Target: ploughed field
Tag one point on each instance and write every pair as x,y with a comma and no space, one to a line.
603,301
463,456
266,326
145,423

^^^^^^^^

**SET TASK**
Reproduce every line of the listing above verbatim.

**ANSWER TO THE TASK**
Target: ploughed field
Tag one point on each instance and write every pair as x,y with a comma and no space, one to a line.
603,301
463,456
266,326
145,423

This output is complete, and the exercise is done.